[Lines of data]
------------------------------------------------------------------------

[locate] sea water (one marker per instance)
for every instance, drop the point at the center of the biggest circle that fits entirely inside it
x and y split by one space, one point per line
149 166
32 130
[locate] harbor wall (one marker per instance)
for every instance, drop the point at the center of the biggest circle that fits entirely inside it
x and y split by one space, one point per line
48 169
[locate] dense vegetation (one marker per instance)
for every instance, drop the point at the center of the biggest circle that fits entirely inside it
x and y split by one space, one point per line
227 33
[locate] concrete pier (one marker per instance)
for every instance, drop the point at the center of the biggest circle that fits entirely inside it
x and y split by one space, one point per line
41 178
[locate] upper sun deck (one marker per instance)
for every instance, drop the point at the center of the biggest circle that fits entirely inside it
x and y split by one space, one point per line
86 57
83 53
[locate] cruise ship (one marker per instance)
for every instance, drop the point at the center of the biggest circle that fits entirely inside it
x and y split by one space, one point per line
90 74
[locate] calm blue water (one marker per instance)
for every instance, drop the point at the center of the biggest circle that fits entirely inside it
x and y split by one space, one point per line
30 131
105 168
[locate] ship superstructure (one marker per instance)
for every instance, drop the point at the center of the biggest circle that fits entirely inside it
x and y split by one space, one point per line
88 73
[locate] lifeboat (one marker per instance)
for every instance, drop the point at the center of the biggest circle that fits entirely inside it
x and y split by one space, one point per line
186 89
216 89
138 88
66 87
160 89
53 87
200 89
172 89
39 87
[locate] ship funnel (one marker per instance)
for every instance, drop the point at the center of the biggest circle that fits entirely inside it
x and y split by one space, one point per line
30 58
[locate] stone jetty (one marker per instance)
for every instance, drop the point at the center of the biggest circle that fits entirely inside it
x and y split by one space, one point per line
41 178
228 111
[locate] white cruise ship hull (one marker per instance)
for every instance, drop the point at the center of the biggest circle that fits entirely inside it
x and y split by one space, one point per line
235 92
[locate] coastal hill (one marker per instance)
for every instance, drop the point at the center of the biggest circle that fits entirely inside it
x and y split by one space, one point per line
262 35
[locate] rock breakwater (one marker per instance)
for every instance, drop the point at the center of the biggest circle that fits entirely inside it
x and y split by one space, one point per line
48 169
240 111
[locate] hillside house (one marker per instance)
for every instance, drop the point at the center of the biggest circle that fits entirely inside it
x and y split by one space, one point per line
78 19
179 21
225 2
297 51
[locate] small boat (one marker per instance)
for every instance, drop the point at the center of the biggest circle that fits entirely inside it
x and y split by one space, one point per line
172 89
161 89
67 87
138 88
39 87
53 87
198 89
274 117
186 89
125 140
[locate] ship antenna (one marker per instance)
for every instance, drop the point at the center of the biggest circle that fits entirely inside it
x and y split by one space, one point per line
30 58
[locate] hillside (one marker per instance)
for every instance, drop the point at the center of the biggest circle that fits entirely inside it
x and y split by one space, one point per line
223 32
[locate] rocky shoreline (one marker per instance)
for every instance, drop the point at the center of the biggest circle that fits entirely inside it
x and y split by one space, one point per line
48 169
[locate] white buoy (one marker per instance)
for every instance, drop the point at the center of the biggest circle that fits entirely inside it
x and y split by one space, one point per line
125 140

------------------------------------------------------------------------

## What needs to be done
Write out the entries above once more, without altering anything.

## Final result
[locate] sea water (one marker per instance)
for every instance, drop the point at the center of the biggest circle that fits entirely inside it
x and y split by one space, one point per line
149 166
32 130
[locate] harbor wall (one marker per instance)
for every instance, drop the point at the center of the biggest circle that fits entirely inside it
x and y split by one space, one point per line
48 169
[locate] dense vegetation (one marker per instance)
for every instance, drop the point at the center of the biggest circle that fits entirely inside it
x and y split by one space, one point per line
227 33
[locate] concrete pier (one marker per instance)
for every instance, drop the point at the center of the biggest circle that fits entirely inside it
x and y split by one space, one point per line
41 178
[locate] upper sun deck (one marker per instance)
for every instance, drop the point at the center of the biggest circle that fits entirely inside it
x and y split by one space, one point per line
86 57
83 53
[locate] cruise ship (one marker per instance)
for every instance, drop the point at the center of the biggest circle that fits entirely inside it
x and y split by one space, one point per line
90 74
[locate] calm blue water (one marker per instance)
for every instance, drop the point at the center of the biggest circle that fits entirely inside it
x and y split by one space, one point per line
30 131
105 168
[locate] ship superstructure (one marker per instance)
for every instance, drop the point at the center of the biggest circle that fits entirely inside it
x and y split by one space, one point per line
88 73
[locate] lifeboat (one marker per instance)
for every instance, drop the point at the center of the biggest circle that fits entirely inside it
x and y split by one space, one point per line
186 89
216 89
138 88
66 87
160 89
53 87
200 89
172 89
39 87
[locate] ship funnel (one marker per instance)
for every instance, drop the point at the center of the biggest circle that fits entirely inside it
x and y split by one space, one point per line
30 58
[locate] stone jetty (one marker per instance)
for every instance, drop the point at the center of the biggest circle that fits entirely inside it
x and y split by one space, one point per line
41 178
228 111
[locate] white cruise ship hull (one marker per instance)
for every instance, drop the point at the center of the biggest circle that fits entirely inside it
x and y split by one space, one point per line
235 92
[locate] coastal hill (one marker per instance)
for every instance, drop the point at the center of the biggest circle that fits entirely inside it
x and y split by one space, one point per line
262 35
[locate] rock breakwater (one marker per instance)
for every instance, drop the point at the center of the biggest circle that fits entirely inside it
x and y split by one space, one point per line
48 169
240 111
[locate] hillside house (one marker per instance)
for every instance, drop the point at the center of the biggest circle that fits entirely inside it
x and y split by one space, one point per line
78 19
179 21
225 2
297 51
[locate] small boat (one marker per instance)
for every instance, drop the point at the center of the biggest circle that fits entirely inside it
x and y split by one space, one point per line
172 89
161 89
67 87
138 88
39 87
53 87
198 89
274 117
186 89
125 140
[locate] ship antenna (one marker per instance)
for every instance, drop the point at the center of the biggest circle that fits entirely inside it
x and y split by one space, one point per line
30 58
[locate] hillside (one marker per instance)
for every instance, drop the point at the center of the biggest circle that fits entirely inside it
x and y split by one space, one point per line
223 32
[locate] rocky shoreline (one marker per instance)
for every instance, drop the point at the center of the biggest circle that fits entirely inside it
x and y split by one space, one point per line
48 169
[locate] white buoy (one marker per instance)
for every instance, drop the point at the center of the biggest circle that fits entirely inside it
x and y split by one space, one point per line
125 140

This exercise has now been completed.